> TAREFA SOLICITADA A:
Segundo a citação que abre o texto sobre Mário Quintana, por que nada fica às pessoas sem imaginação, mesmo depois das aventuras mais imprevistas? Responda em até três frases.
> TAREFA SOLICITADA B:
Traduza para o inglês a frase "Durante toda a sua vida foi poeta.", tirada do texto sobre Mário Quintana.
> TAREFA SOLICITADA C:
Dê continuidade ao texto sobre Mário Quintana a partir da última frase apresentada.

> BLOCO DE TEXTO:
"As pessoas sem imaginação podem ter tido as mais imprevistas aventuras, podem ter visitado as terras mais estranhas. Nada lhes ficou. Nada lhes sobrou. Uma vida não basta apenas ser vivida: também precisa ser sonhada."

Para a Paula, o Pedrinho e a Soraia
Dedicatória em "LILI INVENTA O MUNDO", Editora Mercado Aberto, 5ª Edição, Porto Alegre, 1985

MÁRIO QUINTANA nasceu em Alegrete, RS, em 30 de julho de 1906 e faleceu em Porto Alegre, RS, em 5 de maio de 1994. Durante toda a sua vida foi poeta. Seu jeito de menino matreiro acompanhou-o por todos os seus oitenta e oito anos pródigos de belas crônicas, versos, frases, pensamentos e poesias. Criou personagens - como o Anjo Malaquias - e fez-nos rir, chorar e nos emocionar. Este é o Quintana reverenciado neste Blog: o nosso anjo-menino, o nosso maior poeta.

> DADOS FORNECIDOS:

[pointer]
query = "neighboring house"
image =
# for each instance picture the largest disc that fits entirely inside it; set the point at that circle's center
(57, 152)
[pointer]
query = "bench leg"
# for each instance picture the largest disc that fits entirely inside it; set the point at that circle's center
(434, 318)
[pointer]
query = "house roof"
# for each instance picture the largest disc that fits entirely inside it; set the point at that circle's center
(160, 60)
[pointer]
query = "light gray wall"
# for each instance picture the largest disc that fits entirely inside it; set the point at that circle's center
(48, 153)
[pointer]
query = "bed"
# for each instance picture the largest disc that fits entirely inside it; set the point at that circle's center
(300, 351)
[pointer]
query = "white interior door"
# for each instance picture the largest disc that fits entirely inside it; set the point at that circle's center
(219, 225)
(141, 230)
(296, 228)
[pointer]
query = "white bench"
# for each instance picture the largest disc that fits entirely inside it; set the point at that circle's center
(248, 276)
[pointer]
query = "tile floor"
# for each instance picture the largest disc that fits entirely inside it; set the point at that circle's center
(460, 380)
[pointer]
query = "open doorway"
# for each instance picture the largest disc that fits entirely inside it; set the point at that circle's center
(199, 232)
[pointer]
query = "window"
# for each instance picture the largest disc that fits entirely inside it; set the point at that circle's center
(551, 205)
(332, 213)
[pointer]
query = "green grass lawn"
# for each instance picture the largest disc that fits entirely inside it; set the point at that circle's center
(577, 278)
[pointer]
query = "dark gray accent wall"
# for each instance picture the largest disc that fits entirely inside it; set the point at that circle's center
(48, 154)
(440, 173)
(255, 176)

> RESULTADO DO EXERCÍCIO A:
Porque, segundo a citação, uma vida não basta apenas ser vivida: também precisa ser sonhada. As pessoas sem imaginação podem ter tido as mais imprevistas aventuras e visitado as terras mais estranhas, mas, sem sonhar essa vida, nada lhes ficou e nada lhes sobrou.

> RESULTADO DO EXERCÍCIO B:
Throughout his whole life he was a poet.

> RESULTADO DO EXERCÍCIO C:
* * *

Blog criado no dia 15 de janeiro de 2008

Fazia tempo que eu pensava em criar um blog dedicado a Mário Quintana, poeta pelo qual guardo venerável respeito e admiração. Entretanto, se recorrermos aos sites de busca na internet, encontraremos dezenas de páginas que homenageiam este personagem tão querido de todos nós, cada um com o seu jeito mas todos voltados para a transcrição de sua obra magnífica e de sua biografia inigualável. O meu seria, apenas, mais um, entre tantos e, certamente, muito modesto. Relutei muito. Hoje, dia 15 de janeiro de 2008, enfim, decidi aceitar o desafio que fiz a mim mesmo e eis aqui "SAPATOS E CATAVENTOS", com o qual presto a minha gratidão a Mário Quintana por ter vivido entre nós. Para mim não basta ler os seus poemas, suas crônicas e citações nos livros de minha biblioteca. Acho que transcrevendo-os eles permanecem mais vivos e palpitantes, dando-me a oportunidade de compartilhar com outras pessoas o prazer, a alegria e a emoção que eles transmitem. Assim, meu querido Poeta, este blog é teu. É a única coisa que posso fazer para te dizer "obrigado".

O QUE HÁ NESTE BLOG?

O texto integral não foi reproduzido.